**YOUR GOAL:**
Copy the records below word for word, starting with the line that contains "Basketball play breakdown — mark the white" and continuing through the end of the records, with both ends included.

**PROVIDED RECORDS:**

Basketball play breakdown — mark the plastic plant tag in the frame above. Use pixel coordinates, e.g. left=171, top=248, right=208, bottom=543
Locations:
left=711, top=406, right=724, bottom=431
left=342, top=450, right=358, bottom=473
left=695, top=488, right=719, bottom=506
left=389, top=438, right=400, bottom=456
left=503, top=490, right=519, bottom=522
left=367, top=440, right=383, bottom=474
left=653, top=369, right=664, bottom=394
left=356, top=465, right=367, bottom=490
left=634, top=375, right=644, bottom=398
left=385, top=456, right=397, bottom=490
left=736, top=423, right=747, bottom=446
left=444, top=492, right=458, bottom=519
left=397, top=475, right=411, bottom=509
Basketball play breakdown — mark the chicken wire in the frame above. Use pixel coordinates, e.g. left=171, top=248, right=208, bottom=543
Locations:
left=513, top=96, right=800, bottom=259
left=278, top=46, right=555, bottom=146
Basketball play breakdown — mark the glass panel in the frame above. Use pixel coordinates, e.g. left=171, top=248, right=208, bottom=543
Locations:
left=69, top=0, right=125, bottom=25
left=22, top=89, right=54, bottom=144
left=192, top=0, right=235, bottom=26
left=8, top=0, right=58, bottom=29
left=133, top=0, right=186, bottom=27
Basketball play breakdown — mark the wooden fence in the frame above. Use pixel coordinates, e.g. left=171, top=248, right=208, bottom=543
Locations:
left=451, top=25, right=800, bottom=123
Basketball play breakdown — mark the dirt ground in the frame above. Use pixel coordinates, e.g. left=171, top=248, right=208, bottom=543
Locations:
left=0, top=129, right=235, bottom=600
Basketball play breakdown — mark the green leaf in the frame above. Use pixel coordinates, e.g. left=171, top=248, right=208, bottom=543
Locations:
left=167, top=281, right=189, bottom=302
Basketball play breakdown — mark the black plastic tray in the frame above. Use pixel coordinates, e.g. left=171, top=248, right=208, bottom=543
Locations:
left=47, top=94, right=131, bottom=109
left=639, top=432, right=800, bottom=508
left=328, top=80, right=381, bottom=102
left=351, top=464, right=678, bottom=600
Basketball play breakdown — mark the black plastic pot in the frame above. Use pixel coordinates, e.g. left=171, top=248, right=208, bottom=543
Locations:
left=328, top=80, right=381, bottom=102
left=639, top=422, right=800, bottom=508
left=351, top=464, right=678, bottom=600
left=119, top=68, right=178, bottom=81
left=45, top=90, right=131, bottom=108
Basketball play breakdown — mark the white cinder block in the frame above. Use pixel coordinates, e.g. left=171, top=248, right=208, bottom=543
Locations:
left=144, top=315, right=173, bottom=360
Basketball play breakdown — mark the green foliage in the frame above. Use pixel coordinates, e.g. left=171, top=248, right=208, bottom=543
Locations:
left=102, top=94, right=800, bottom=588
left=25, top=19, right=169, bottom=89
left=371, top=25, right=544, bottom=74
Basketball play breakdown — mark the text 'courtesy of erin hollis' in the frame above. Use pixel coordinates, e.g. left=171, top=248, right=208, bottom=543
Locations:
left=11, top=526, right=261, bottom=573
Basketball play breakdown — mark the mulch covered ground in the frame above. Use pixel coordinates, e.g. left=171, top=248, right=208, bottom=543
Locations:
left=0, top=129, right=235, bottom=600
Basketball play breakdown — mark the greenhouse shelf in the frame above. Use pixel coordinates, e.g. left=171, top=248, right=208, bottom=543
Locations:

**FULL OUTPUT:**
Basketball play breakdown — mark the white cinder block in the frame above. Use pixel coordinates, e.g. left=171, top=248, right=208, bottom=543
Locations:
left=144, top=315, right=173, bottom=360
Basketball play breakdown — mark the green foliage in the frame above. Use pixel coordinates, e.g. left=171, top=248, right=208, bottom=543
Locations:
left=102, top=94, right=800, bottom=588
left=25, top=19, right=169, bottom=89
left=371, top=25, right=544, bottom=74
Basketball play breakdown — mark the text 'courtesy of erin hollis' in the frame above. Use pixel coordinates, e.g. left=171, top=248, right=208, bottom=543
Locations:
left=11, top=526, right=261, bottom=573
Basketball play breakdown — mark the mulch covered ground in the frame above. Use pixel coordinates, e.g. left=171, top=248, right=208, bottom=543
Locations:
left=0, top=129, right=235, bottom=600
Basketball play breakdown — mark the greenhouse shelf in the frame above. Use pixel coordinates, e.g. left=171, top=248, right=208, bottom=543
Locations:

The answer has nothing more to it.